start Provided text
Blog 8 min read 12 November 2021

COP26 Commentary

It’s been an intense and fast-moving week in Glasgow. Expectations have quickly moved beyond words and pledges, and the battle against greenwashing has become a central theme. Will the event be considered a success or a noble failure? That’s still hanging in the balance. As we reach the end of the first week, here are some strategic comms highlights from the event so far.

Language is a powerful tool – if actions are aligned

  • Boris Johnson’s bold approach to language is successfully building the perception that he’s a fully blown environmentalist. He opened the event with a speech that compared the Earth’s plight to that of James Bond strapped to a doomsday device, and chose emotive words as he announced the commitment to end deforestation by 2030, describing the move as an ‘end to humanity’s role as nature’s conqueror.’ 
  • The glory was however quickly mired with some own goals. Just hours after delivering the impactful speech, the PM took a private jet to a dinner date and was later pictured sitting unmasked next to 95-year-old David Attenborough.
  • Scrutiny of the travel preferences of the global elite will no doubt continue to increase in the wake of Oxfam’s report released yesterday. The study predicts that by 2030 emissions from the global 1% will be 30 times higher than what’s required to meet climate targets.
end Provided text
**Task requirements**
1. Decide whether each statement below agrees with the COP26 commentary, answering yes or no and quoting the words of the text that settle it. (a) Johnson compared the Earth's situation to James Bond strapped to a doomsday device. (b) The deforestation commitment sets an end date of 2040. (c) After his speech, the PM traveled to a dinner date by train.
2. Summarize the COP26 commentary in two sentences.
3. Reproduce the passage of the COP26 commentary between "Blog 8 min read" and "event so far.", inclusive.
start Information shown
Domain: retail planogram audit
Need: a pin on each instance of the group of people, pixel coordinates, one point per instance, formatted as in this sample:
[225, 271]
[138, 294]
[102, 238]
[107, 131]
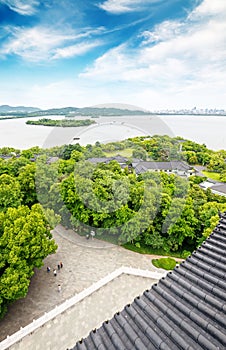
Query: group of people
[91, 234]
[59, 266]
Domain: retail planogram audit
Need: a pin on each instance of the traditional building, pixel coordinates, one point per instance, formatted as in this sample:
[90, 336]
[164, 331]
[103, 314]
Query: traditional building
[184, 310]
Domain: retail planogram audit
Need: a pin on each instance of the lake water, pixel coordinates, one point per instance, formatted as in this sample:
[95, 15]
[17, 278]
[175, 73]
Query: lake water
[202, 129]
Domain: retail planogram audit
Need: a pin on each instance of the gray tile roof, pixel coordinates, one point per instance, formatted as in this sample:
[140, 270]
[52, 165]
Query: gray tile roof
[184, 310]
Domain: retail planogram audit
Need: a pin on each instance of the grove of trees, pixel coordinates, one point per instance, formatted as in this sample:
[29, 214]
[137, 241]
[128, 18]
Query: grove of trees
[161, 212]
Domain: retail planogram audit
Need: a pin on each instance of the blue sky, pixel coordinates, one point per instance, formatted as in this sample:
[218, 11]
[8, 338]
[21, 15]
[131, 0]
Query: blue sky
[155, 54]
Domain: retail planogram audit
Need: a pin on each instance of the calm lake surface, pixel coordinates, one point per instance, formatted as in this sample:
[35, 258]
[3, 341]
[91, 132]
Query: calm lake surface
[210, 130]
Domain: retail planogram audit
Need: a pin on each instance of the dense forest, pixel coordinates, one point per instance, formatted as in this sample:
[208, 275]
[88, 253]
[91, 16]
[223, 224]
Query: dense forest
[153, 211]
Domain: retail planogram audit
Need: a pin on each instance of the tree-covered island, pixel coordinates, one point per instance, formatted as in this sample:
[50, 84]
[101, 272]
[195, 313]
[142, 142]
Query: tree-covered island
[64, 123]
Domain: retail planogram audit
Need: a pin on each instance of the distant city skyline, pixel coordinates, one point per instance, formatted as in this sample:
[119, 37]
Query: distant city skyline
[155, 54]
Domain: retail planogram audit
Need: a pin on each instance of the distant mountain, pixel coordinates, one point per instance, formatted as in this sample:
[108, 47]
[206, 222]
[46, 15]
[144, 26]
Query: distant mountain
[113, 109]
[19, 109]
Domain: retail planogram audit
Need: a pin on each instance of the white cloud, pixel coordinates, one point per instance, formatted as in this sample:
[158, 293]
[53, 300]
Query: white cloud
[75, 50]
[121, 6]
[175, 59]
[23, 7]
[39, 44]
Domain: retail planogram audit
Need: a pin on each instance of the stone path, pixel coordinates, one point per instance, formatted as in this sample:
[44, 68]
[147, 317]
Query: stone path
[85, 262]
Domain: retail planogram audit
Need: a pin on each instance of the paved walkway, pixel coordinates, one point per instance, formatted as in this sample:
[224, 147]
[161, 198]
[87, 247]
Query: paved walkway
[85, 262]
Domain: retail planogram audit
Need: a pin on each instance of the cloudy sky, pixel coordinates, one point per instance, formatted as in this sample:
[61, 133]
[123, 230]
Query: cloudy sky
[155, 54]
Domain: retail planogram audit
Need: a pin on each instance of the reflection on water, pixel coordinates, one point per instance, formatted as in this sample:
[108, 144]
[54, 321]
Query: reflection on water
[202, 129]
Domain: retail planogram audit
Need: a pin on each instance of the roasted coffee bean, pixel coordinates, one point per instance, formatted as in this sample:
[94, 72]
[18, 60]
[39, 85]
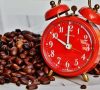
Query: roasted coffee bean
end Information shown
**Solutions per task**
1.
(a) Yes: "compared the Earth’s plight to that of James Bond strapped to a doomsday device"
(b) No: "the commitment to end deforestation by 2030"
(c) No: "the PM took a private jet to a dinner date"

2. After a fast-moving first week of COP26 in Glasgow, expectations have moved beyond words and pledges, greenwashing has become a central theme, and whether the event will be judged a success is still in the balance. Boris Johnson's emotive language has built the perception that he is an environmentalist, but his private jet trip to a dinner date and sitting unmasked next to David Attenborough marred that image, and Oxfam's report on emissions from the global 1% is expected to increase scrutiny of elite travel.

3.
Blog 8 min read 12 November 2021

COP26 Commentary

It’s been an intense and fast-moving week in Glasgow. Expectations have quickly moved beyond words and pledges, and the battle against greenwashing has become a central theme. Will the event be considered a success or a noble failure? That’s still hanging in the balance. As we reach the end of the first week, here are some strategic comms highlights from the event so far.